- **What to work on**: In the entries, copy the stretch from the line containing "Each instance of the aircraft canopy" through the line containing "(1128, 247)", changing "orange flame" to "yellow flame" and leaving every other word as it is.

- **Input records**:
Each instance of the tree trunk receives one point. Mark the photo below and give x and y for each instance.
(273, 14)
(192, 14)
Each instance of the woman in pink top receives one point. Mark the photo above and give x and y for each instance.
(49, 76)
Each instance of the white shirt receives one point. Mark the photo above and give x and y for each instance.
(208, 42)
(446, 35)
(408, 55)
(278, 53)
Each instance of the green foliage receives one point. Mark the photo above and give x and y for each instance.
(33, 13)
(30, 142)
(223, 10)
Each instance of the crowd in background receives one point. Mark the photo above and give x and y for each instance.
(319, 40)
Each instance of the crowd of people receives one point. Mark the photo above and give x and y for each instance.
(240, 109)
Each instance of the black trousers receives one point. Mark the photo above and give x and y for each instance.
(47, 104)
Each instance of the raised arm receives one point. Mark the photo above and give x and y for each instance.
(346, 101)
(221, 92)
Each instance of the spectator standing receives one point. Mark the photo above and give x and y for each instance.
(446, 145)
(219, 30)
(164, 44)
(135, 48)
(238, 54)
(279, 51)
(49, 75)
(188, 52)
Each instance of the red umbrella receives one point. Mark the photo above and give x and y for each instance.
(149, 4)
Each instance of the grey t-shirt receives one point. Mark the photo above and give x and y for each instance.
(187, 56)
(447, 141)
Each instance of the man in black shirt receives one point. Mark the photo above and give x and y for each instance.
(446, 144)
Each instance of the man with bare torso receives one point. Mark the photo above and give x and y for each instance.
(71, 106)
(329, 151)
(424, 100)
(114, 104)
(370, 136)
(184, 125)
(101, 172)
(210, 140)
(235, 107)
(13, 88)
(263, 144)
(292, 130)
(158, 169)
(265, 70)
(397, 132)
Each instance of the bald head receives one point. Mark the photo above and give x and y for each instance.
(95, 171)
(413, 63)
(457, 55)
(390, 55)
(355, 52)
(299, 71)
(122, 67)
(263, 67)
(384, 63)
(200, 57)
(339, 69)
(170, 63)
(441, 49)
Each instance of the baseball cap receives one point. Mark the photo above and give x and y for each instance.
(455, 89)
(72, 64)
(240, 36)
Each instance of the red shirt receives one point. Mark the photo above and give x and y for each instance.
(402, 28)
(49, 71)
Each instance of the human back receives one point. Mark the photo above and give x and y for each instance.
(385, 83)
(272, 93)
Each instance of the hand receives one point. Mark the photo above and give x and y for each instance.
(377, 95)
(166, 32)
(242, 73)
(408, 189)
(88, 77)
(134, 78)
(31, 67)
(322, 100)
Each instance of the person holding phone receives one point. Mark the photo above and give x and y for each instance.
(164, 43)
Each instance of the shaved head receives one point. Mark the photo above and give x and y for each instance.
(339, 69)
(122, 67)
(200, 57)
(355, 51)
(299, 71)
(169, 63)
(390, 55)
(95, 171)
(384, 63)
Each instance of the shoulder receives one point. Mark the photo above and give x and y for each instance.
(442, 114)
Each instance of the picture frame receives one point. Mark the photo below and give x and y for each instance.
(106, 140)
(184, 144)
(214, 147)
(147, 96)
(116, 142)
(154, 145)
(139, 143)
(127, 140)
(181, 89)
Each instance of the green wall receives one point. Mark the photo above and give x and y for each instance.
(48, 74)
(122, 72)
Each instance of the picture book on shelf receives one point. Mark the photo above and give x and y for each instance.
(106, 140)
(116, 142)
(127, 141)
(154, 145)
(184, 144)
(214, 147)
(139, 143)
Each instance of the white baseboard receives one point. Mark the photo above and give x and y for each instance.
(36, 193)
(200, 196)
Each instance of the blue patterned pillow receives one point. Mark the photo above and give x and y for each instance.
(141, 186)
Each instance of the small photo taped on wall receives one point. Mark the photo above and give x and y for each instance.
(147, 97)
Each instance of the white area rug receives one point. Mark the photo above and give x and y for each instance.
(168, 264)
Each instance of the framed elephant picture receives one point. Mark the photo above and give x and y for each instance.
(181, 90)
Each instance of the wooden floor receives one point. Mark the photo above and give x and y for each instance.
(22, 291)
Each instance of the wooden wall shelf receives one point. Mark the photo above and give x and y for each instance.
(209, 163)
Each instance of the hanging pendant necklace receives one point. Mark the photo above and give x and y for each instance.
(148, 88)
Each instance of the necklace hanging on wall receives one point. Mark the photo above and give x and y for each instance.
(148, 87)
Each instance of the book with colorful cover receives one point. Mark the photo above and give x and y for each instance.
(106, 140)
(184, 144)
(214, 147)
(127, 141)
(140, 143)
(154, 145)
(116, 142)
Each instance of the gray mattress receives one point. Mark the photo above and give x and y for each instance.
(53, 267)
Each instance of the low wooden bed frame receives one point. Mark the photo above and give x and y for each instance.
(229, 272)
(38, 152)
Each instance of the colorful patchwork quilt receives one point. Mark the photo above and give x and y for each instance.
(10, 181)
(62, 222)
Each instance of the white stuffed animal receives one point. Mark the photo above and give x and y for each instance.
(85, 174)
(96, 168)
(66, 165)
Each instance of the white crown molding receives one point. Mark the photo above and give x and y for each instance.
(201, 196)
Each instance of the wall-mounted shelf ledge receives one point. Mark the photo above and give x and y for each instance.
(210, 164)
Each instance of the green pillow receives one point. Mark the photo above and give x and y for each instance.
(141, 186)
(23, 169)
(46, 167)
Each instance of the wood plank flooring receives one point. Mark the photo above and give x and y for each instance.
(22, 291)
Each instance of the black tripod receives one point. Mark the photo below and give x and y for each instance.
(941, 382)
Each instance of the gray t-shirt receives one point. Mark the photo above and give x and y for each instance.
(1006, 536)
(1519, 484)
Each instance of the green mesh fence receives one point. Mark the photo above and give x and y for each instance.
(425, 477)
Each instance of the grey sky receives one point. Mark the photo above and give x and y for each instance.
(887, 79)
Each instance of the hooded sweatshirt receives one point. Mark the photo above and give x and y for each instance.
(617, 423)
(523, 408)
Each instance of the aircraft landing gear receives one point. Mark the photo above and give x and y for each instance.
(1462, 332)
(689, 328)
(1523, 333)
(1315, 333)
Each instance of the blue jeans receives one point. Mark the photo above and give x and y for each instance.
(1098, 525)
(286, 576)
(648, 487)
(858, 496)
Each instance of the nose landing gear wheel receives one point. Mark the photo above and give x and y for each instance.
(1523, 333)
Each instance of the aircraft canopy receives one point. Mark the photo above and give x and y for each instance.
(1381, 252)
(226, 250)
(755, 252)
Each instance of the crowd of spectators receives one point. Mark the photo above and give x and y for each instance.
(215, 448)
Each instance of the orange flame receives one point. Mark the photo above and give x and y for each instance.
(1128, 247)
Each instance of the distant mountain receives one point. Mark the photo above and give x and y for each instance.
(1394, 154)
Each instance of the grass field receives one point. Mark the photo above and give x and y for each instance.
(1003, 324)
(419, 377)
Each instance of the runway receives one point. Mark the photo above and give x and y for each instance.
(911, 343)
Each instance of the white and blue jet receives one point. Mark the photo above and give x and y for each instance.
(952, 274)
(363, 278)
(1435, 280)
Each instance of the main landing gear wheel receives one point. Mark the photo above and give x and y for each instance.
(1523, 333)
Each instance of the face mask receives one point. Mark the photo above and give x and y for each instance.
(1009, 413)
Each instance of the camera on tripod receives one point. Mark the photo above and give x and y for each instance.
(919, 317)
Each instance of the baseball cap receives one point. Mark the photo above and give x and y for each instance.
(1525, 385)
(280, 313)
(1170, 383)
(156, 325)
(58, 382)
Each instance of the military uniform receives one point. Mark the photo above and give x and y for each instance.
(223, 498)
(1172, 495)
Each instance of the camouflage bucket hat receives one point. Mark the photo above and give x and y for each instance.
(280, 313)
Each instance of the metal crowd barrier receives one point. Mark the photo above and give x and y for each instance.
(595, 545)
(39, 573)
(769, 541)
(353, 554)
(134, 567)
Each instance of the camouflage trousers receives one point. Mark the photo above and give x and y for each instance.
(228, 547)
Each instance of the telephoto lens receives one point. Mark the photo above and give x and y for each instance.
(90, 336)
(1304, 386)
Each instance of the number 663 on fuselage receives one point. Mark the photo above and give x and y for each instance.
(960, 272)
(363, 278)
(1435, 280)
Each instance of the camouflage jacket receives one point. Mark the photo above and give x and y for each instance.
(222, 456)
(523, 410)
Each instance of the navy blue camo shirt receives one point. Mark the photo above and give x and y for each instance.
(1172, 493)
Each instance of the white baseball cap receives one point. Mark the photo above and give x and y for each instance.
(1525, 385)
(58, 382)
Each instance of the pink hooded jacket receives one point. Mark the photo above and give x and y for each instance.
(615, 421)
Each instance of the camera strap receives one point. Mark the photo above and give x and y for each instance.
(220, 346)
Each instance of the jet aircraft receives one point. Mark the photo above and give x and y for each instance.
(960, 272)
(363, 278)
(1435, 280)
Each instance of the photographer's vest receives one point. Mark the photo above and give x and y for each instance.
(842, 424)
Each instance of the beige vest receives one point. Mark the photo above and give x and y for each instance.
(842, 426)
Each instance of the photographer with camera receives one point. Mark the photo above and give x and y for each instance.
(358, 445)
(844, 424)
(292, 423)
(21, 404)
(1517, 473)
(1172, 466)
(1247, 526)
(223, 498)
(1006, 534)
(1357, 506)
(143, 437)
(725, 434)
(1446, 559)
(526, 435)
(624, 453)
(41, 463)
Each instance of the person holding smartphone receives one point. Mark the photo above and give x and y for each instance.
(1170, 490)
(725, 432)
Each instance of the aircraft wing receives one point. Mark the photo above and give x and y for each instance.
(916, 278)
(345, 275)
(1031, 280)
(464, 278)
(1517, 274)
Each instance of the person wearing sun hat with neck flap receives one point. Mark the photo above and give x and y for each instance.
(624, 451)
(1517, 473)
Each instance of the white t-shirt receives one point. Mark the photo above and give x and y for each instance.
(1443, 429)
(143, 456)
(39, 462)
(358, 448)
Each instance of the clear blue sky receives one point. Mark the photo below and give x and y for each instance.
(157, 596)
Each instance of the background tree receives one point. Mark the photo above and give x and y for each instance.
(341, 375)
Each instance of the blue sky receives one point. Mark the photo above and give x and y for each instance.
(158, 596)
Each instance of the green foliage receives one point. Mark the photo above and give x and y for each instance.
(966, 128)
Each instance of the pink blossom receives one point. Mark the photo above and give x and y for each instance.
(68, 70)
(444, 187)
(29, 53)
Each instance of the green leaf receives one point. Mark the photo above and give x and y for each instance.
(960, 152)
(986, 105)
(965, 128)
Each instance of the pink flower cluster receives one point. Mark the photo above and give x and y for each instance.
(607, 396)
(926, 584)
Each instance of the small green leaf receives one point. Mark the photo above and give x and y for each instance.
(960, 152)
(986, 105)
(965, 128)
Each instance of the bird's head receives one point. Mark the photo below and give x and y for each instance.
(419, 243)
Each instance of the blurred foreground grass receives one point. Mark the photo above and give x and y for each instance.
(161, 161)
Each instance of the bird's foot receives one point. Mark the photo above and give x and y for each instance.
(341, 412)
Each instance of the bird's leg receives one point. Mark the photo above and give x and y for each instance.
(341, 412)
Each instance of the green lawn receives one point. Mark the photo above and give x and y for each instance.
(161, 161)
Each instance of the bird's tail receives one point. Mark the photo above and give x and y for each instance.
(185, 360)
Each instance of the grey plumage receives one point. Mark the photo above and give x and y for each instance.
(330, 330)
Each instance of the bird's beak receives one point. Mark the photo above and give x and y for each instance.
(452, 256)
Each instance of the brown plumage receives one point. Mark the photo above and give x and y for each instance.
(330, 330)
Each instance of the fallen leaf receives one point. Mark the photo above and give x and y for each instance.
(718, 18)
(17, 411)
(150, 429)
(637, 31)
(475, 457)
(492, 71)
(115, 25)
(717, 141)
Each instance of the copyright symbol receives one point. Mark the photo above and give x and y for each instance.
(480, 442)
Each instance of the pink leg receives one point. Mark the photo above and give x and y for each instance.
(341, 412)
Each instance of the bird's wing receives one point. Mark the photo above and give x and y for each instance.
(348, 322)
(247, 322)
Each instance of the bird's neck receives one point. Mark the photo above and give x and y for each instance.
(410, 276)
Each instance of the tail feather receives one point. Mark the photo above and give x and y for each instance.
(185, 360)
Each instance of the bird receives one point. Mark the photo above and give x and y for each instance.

- **Solution for this task**:
Each instance of the aircraft canopy receives one point. Mark the photo above and give x and y for each instance.
(1381, 252)
(226, 250)
(755, 252)
Each instance of the crowd of spectators receives one point. Mark the photo above and give x and y for each instance.
(215, 448)
Each instance of the yellow flame receives one point. Mark the photo above and give x and y for each instance.
(1128, 247)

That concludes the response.